• [PROBLEM]: Would you restate, exactly as they appear, the lines from the one containing "For the benchmark, mark every instance of the thatched" through the end of the data below?
# INFORMATION SUPPLIED start
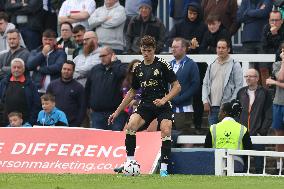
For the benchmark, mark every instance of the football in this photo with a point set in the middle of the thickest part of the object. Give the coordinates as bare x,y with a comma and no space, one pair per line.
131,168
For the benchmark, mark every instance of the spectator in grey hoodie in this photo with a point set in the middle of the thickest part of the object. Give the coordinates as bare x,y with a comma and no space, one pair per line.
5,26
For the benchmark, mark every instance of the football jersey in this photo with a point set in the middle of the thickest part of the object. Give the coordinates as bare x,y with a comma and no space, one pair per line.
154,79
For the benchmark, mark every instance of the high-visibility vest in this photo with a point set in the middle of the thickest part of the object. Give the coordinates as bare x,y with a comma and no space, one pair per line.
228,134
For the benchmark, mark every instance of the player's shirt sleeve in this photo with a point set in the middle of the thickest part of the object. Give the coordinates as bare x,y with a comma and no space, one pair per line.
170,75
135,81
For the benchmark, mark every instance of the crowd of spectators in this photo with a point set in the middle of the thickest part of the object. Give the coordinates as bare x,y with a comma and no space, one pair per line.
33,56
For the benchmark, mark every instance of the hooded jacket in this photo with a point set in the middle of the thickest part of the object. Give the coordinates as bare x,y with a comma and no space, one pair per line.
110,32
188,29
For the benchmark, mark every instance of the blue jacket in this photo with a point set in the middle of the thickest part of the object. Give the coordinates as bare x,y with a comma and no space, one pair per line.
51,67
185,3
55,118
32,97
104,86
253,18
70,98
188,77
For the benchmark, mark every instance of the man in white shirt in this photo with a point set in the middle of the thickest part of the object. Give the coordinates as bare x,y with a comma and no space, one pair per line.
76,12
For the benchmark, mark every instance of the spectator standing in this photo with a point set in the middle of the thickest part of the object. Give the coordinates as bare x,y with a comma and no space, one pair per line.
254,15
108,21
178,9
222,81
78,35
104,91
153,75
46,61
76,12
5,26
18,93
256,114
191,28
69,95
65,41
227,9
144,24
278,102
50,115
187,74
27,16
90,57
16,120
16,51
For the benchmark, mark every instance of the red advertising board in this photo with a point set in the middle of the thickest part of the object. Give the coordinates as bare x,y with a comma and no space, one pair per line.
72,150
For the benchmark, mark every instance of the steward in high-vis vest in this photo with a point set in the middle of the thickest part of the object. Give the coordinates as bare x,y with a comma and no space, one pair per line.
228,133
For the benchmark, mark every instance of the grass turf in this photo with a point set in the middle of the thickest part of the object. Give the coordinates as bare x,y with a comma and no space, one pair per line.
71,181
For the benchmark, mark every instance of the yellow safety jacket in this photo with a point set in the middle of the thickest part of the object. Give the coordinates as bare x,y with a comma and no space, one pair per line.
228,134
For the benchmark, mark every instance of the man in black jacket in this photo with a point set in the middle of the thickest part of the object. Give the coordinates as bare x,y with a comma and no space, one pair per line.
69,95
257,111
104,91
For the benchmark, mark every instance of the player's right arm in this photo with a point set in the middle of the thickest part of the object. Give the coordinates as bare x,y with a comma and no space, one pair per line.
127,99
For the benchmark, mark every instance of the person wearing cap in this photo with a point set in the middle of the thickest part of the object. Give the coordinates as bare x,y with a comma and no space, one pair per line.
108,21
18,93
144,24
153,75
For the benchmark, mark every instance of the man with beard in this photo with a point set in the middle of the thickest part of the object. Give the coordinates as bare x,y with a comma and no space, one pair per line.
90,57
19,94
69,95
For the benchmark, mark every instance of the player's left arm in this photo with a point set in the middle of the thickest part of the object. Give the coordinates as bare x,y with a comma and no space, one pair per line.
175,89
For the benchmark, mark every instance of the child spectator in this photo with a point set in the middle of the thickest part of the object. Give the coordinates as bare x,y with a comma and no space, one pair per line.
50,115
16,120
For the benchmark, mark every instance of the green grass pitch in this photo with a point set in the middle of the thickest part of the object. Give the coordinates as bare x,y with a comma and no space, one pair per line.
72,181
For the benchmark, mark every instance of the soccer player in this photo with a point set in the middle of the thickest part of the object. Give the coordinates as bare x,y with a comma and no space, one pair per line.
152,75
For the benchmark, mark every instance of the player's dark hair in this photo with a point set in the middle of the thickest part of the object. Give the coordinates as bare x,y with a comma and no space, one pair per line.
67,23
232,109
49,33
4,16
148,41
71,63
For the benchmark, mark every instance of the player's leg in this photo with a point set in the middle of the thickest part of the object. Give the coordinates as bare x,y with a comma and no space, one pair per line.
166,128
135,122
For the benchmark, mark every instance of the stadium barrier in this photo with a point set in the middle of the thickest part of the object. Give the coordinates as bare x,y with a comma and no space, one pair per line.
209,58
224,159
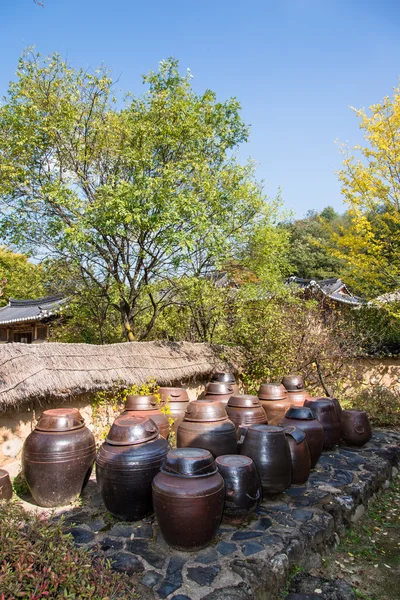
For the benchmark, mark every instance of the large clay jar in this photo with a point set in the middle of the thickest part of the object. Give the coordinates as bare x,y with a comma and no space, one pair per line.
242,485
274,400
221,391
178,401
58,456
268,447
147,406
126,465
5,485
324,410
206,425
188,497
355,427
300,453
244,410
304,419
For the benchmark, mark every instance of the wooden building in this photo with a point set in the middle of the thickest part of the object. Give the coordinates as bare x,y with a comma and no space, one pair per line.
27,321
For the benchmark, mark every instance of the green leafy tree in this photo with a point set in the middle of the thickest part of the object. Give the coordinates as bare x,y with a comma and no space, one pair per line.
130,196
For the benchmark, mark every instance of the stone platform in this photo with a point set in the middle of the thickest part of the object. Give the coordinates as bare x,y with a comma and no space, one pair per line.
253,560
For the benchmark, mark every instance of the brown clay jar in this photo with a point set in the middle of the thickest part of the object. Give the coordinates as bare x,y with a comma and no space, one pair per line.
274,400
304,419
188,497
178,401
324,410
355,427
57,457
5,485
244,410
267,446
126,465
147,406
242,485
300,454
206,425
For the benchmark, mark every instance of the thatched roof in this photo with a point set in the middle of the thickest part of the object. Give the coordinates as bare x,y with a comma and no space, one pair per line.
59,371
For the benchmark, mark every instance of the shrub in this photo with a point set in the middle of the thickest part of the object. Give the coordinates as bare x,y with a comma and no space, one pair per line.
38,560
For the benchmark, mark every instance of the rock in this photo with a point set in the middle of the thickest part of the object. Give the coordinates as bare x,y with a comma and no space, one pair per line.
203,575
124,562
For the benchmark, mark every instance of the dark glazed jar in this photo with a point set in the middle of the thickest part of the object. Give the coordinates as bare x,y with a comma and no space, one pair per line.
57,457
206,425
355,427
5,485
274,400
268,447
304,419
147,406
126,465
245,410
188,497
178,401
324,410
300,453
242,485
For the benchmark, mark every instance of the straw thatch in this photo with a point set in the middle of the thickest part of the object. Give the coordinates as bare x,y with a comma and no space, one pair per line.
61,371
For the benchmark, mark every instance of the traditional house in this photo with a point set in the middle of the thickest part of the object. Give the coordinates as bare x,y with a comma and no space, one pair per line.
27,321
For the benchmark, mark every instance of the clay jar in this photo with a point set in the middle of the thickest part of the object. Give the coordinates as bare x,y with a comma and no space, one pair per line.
# INFORMATION SUPPLIED end
• [WORKED SOLUTION]:
For the benchmark, mark every instance of the thatched roof in this photo with a point set in the middle of the thickest part of the object. Give the coordinates as bare x,y with a comma and no space, one pair per line.
59,371
For the benchmark, mark every instance of the shrub in this photo with a point set in the middle of the thickest part of the object. Give the coordinates as bare x,y with a comma and no space, one pair per line.
38,560
For the benchmark, mark every instance of the rock in this photo with a point set in the middle of the thickest part of the object. Give the coordinates as bare x,y with a comma and no space, one pair per line.
203,575
124,562
For the benchmark, mark every instance of the dark glazed jar in this photo with a point set in the middle of the thickest part of the object. Give the coordinates as bare x,y with a comma and no space, one pair per line.
57,457
206,425
355,427
5,485
274,400
268,447
304,419
147,406
126,465
245,410
188,497
178,401
324,410
300,453
242,485
For the benchmark, mark every instance of the straw thatch in this photo with a point set in the middle of the thickest part of the object. Give the coordinates as bare x,y with a comma and no space, one pair per line.
61,371
For the benchmark, mark every instance of the traditional house in this photo with a point set in the middle of the thickest part of the object. Give the coordinates as bare x,y with a comma and no space, one pair per line.
27,321
For the benchmark, mark every instance of the clay jar in this photo with a point set in the middle of the thickest part of the object. Give the coordinates as bare x,y with a comma and no space, one pair per line.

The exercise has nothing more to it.